Extrait fourni:
◆ ◆ ◆ ◆ ◆

Je rappelle les grandes lignes de l'exposé de notre invité, Léo Scheer, qui a commencé par rendre hommage à Althusser; suivent quelques termes du débat, et quelques autres questions et perspectives. Comme à l'accoutumée, je prie notre invité et nos intervenants d'excuser les éventuelles déformations de leur pensée produites par cette synthèse. Car l'exercice est difficile, même si la multiplication des citations, entre guillemets, pourra aider le lecteur à retrouver l'authenticité des assertions.

A. L'intervention de Léo Scheer

Marx a crée une rupture épistémologique avec Hegel, pour qui les idées étaient le moteur de l'histoire, en imposant l'économie comme surdétermination du social.

1. Or aujourd'hui, «si le réel économique tend à se mettre en panne au profit de nouvelles infrastructures de signes», une seconde rupture s'impose pour penser une «indétermination en dernière instance par le virtuel». Si donc l'économie perd ses capacités de surdétermination du social, c'est toute la sociologie construite à partir de cet ancien axiome qu'il faut repenser.

2. Une sociologie d'Internet ne doit pas étudier «l'effet de l'infrastructure économique sur le réseau Internet, mais la simulation d'un virtuel possible tel qu'il est pratiqué par des sujets qui ne sont plus définissables par leur appartenance à telle ou telle catégorie», surtout dans leur relation aux réseaux.

Autrement dit, les catégories sociales s'affaiblissent avec la déliquescence d'une économie fondée sur la production d'objets industriels, et s'estompent complètement quand les individus pratiquent Internet.

◆ ◆ ◆ ◆ ◆

Données recueillies:
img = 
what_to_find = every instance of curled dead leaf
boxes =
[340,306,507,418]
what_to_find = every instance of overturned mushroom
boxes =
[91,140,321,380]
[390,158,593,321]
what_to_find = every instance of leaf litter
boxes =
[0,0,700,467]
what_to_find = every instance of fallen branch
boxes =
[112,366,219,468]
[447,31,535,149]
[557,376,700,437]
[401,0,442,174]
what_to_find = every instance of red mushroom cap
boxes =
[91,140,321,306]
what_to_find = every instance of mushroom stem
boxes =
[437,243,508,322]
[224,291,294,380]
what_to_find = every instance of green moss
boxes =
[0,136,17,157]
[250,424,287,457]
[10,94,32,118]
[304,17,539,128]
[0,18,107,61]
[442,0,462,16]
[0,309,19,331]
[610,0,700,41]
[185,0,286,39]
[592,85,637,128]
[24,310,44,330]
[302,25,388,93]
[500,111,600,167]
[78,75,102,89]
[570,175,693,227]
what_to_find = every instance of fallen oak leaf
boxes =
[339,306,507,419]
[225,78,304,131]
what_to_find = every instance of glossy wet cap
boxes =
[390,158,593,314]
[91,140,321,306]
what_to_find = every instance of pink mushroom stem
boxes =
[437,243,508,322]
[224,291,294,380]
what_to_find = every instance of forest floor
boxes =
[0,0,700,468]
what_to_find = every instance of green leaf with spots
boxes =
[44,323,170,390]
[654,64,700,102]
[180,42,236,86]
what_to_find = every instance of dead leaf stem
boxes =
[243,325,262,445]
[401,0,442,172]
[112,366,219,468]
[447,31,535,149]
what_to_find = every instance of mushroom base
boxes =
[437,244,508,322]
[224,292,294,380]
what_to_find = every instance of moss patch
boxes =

◆ ◆ ◆ ◆ ◆

Consigne: Pouvez-vous écrire la suite du compte rendu de l'intervention de Léo Scheer, en reprenant juste après sa dernière phrase ?

Corrigé:
3. La sociologie traditionnelle s'est construite à partir de la certitude, depuis Descartes, que le sujet pense le réel; ce qui fonde l'essence de la posture sociologique, puisque l'enquêteur doit à la fois faire abstraction de son statut de sujet et donner la plus grande place, en tant que sujet social, à l'homme ou au groupe qui reste son objet d'étude. Or, si Internet n'est que la simulation du virtuel, ce problème devient secondaire: en effet, à l'exemple des indexeurs qui analysent pour nous les pages Web, «c'est le virtuel qui se met à penser le sujet qui se présente sur le réseau pour l'analyser. Le virtuel nous pense, notre objet nous analyse.»

4. «Pourquoi donc ne pas imaginer un sociologue d'Internet qui soit une machine? Pourquoi ne pas construire un indexeur sociologique qui se pense lui-même comme étant l'analyseur du réseau?». Comment alors définir l'objet de ce moteur?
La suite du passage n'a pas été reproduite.